Output the data verbatim from the line containing "Your task is to detect woman's eye and" up to and including the line containing "[230,799,390,960]", with no other lines.

◆ **Source records**:
_ _ _
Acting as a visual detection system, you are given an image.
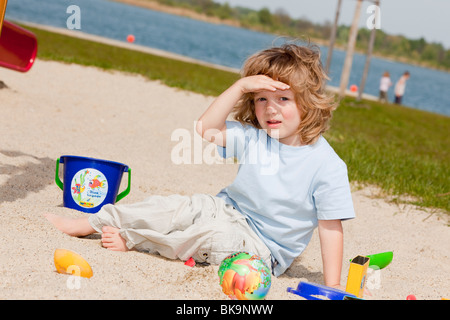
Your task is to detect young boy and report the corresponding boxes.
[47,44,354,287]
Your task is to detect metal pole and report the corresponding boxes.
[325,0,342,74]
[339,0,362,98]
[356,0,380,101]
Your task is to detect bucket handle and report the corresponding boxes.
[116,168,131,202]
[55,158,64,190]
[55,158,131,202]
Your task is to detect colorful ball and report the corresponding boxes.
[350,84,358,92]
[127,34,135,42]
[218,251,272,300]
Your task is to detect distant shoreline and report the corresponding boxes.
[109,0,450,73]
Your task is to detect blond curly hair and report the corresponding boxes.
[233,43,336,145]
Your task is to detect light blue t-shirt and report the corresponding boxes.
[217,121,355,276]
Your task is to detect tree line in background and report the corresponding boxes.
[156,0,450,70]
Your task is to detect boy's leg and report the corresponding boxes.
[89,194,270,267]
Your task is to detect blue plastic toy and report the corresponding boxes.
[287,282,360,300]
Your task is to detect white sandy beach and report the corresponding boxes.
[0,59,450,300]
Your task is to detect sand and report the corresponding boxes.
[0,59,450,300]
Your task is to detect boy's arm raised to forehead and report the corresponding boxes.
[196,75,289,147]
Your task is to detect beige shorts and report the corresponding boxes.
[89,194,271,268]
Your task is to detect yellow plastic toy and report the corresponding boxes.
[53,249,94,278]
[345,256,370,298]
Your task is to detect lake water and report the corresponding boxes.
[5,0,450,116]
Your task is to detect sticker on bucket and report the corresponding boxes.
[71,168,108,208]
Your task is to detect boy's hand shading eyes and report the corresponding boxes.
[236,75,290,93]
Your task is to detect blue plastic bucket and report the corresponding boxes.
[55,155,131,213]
_ _ _
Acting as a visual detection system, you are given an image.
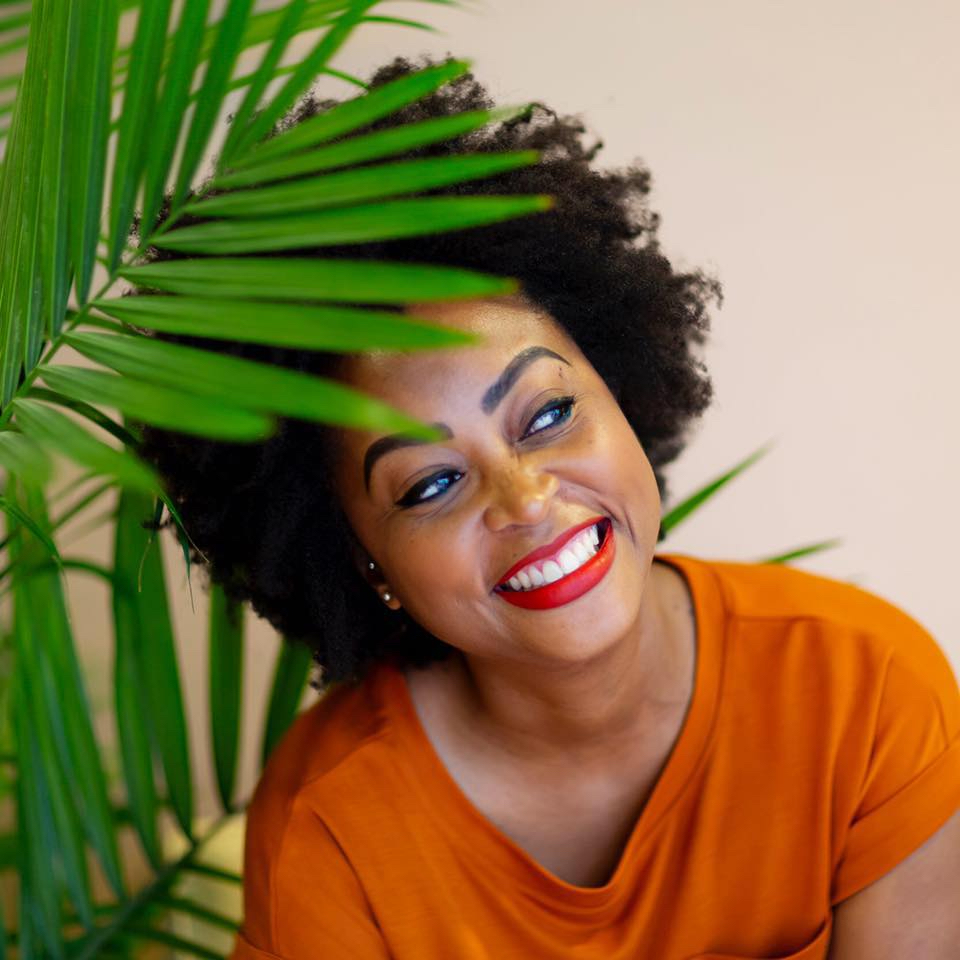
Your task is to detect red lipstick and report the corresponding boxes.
_ _ _
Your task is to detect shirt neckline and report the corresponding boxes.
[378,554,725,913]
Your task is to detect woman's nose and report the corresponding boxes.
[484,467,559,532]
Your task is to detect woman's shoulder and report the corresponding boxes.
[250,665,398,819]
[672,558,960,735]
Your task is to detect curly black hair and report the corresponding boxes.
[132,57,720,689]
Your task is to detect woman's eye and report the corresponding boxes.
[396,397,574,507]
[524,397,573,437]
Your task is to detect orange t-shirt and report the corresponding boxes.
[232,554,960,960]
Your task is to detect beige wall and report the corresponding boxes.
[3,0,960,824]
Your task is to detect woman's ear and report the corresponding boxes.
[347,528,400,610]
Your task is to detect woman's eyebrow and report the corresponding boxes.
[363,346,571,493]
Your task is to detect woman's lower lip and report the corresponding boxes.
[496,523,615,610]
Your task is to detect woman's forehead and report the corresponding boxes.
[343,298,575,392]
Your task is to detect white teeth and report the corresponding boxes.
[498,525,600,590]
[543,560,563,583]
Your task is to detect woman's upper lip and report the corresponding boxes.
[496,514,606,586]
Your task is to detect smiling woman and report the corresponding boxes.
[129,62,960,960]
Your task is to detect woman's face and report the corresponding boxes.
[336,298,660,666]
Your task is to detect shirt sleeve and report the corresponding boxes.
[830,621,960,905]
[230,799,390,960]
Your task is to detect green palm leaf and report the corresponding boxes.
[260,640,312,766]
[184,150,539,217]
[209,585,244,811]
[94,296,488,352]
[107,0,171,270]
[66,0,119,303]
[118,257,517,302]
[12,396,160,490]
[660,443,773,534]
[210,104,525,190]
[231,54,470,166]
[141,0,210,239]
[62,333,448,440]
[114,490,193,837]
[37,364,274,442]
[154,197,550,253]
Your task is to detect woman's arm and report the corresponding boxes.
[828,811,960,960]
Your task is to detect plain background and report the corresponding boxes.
_ _ _
◆ **The result**:
Your task is to detect woman's eye and report the corresponding boxes.
[396,397,574,507]
[524,397,573,437]
Your task is to detect orange t-shirt and report the corresponding boxes.
[232,554,960,960]
Your task is to detect beige wall and report the corresponding boxes.
[3,0,960,824]
Your task is to detect woman's ear and report the corresponding boxes.
[347,528,400,610]
Your task is to detect woman's eyebrow and report the corresponding boxes.
[363,346,571,493]
Your task is to detect woman's lower lip and report the corresponding boxes.
[496,523,615,610]
Your task is to detect woman's forehead and report the corresponding boxes.
[343,298,575,392]
Your task is to detect white teeth and report the corresponding boxes.
[498,525,600,590]
[543,560,563,583]
Your task is to detect woman's upper lip and report the corresponding boxes.
[496,514,606,586]
Your task is to detect smiling woman and report the corresponding boxes.
[129,62,960,960]
Your task is to detect woman's face and report the corresponding boxes.
[336,298,660,666]
Your task is to detect shirt sleeve and report the corresponding boxes.
[830,621,960,905]
[230,799,390,960]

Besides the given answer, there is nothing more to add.